**Passage to read:**
[Start]

Charging battery with alternator

   / Charging battery with alternator #61  
Whenever I jump someone off, I always do that. I hookup my cables and let it run 10 minutes, then actually shut my truck off before they jump. don't want my alternator to see that .001 ohm load of that starter on their vehicle.. :)


soundguy
 
   / Charging battery with alternator #62  
I looked this up. This link Alternator Output vs. Engine RPM
Shows that at 575 rpm engine speed the output of a 63 amp alternator is only 16 amps. Yes they are better than generators, but they do drop. At idle and a few loads on you may be discharging your battery.
Hi, an alternator is a three phase unit a dc generator is a single phase unit. So, one shaft turn on an alternator cuts thru three magnetic fields and can produce three times as much current as a single phase dc unit.
The reason 80/100 amp alternators are common today is beacuse we need a lot amps at idle so that we can run almost all electrical loads from the alt and not the battery when sitting at a light.
This trend started when we switched over to electric fans for cooling radiator and A/C became almost standard on most vehicles.
cheers,
 
   / Charging battery with alternator #63  
how many cars you got that idle at 575 rpm?

all my vehicles are around 800.

specs i see show up to 60% of rated amps at normal idle speeds.. least a 10/12SI gm does..

[End]

**Record extracts:**
[Start]

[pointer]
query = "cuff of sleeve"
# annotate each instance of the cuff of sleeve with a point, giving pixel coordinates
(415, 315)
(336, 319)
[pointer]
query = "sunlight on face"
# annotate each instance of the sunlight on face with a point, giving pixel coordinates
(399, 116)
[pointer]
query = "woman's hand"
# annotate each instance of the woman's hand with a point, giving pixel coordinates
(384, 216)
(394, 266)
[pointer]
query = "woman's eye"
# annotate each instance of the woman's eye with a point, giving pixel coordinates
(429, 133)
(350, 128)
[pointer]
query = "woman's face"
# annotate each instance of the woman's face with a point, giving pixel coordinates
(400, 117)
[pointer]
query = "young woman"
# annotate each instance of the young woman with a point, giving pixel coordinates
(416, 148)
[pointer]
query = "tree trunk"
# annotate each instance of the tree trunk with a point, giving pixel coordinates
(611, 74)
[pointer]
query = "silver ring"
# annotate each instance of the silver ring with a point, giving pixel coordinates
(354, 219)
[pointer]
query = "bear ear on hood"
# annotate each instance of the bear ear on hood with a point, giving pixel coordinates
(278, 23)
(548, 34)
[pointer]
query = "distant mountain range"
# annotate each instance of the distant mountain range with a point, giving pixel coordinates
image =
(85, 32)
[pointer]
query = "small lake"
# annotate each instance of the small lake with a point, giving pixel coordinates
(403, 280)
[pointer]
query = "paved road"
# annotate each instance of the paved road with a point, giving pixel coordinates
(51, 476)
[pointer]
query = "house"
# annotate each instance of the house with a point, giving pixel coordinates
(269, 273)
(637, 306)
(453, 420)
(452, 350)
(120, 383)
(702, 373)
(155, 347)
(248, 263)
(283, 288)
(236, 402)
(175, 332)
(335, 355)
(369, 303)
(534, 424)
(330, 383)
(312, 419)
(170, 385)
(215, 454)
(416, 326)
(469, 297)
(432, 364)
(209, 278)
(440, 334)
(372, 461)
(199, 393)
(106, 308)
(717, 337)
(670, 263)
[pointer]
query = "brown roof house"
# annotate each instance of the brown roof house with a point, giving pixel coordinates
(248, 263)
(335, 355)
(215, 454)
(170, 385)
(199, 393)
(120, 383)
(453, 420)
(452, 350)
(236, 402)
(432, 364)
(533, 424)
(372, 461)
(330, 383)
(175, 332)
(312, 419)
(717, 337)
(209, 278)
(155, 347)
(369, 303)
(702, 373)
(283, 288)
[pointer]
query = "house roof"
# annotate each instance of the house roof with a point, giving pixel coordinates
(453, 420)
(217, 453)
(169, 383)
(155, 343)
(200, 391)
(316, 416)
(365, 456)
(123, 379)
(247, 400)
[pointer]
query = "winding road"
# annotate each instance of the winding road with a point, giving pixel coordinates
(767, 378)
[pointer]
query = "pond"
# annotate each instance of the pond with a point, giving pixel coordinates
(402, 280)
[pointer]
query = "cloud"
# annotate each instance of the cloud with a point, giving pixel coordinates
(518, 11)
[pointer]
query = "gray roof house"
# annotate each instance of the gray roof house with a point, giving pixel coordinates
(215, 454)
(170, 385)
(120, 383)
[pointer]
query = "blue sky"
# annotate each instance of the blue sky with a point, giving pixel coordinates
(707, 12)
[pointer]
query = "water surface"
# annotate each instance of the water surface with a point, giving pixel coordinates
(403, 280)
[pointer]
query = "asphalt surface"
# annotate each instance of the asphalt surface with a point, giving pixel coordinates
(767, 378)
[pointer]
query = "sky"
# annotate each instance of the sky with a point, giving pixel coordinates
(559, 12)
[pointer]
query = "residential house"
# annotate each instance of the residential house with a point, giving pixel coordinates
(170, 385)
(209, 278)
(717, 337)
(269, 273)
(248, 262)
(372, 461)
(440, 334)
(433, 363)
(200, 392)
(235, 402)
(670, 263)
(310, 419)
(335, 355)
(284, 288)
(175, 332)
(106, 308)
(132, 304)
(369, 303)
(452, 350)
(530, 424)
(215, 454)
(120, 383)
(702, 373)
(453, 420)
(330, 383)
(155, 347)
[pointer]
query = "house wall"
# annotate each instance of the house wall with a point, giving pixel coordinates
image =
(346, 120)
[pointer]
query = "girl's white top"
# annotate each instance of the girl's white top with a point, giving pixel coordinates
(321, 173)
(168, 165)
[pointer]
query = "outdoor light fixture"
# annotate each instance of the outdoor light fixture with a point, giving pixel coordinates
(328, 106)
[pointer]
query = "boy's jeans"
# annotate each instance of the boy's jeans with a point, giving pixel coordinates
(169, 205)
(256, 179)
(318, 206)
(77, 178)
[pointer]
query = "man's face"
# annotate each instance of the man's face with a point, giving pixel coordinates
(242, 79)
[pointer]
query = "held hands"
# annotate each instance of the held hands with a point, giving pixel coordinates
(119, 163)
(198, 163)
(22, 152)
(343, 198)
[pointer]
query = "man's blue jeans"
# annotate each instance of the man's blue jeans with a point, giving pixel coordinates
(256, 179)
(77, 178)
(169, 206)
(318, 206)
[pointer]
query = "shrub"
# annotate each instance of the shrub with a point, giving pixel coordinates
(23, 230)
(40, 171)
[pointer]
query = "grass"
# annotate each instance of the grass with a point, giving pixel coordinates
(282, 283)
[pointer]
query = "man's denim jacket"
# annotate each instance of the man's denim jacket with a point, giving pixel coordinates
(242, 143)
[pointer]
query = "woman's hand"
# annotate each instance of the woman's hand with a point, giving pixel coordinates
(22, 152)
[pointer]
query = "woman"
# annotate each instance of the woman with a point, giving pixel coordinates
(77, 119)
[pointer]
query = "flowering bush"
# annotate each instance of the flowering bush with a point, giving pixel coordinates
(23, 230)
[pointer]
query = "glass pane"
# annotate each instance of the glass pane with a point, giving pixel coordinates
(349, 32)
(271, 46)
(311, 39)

[End]

**Written problem:** Carry on the alternator charging forum thread from its last post, in the same voice.

**Answer to this task:**
soundguy

Just tested my Tundra V8 idle using my OBDII COMPUTER. It was just below 700. Sorry to be so picky. My points are.

1. Alternators are pretty tough and they take care of themselves pretty well. I have had many go to over 150,000 miles and still counting.

2. Do not expect full current at normal idle.

3. It is a lot cheaper to charge a battery with a charger than a large gasoline engine. It saves wear and fuel cost. If you got a charger use if, if not use the alternator.
 
   / Charging battery with alternator #64  
When you are boosting a low battery, I also leave it connected for a while before starting. I use my multimeter to check the voltage before I connect it. When you are boosting a vehicle, your boost battery supplies very little amperage, what it supplies is voltage.
If you have a very dead battery that is why it will not start, the cables can not get enough amperage threw the cables to get the voltage up to at least 9.6 volts while cranking to allow it to start.
I enjoyed the talk about GM. I have a Duramax and everything is always fully covered. Those new Fords with the 6.7's have a fuel filter that allows water threw it, it destroys the fuel system, it is only between $8,500 and $10,000 in parts. It is not covered by warranty period. Go on a ford enthusiast site and look it up.
And if you want a vehicle with a great place to access a battery, that would be a Chrysler Intrepid you have to remove the tire. and the alternator you have to lift the motor, some you need to remove the radiator. 2.5 hours if you have done it before, and 5 if you have not.
 
   / Charging battery with alternator #65  
Thanks, I was searching for a good link and saw that one you supplied. I am rather skeptical of what searches turn up, just wondering if anybody here on TBN had real life experiences with the situation. The part that most interests me about the issue is just how much charge a jump start puts back into a low battery.

I cant' tell you how much charge a jump start puts into a battery..but it can be right considerable. Many times I have seen that when the cables are first connected, the lights will dim in the donor car, but the receiving car won't start.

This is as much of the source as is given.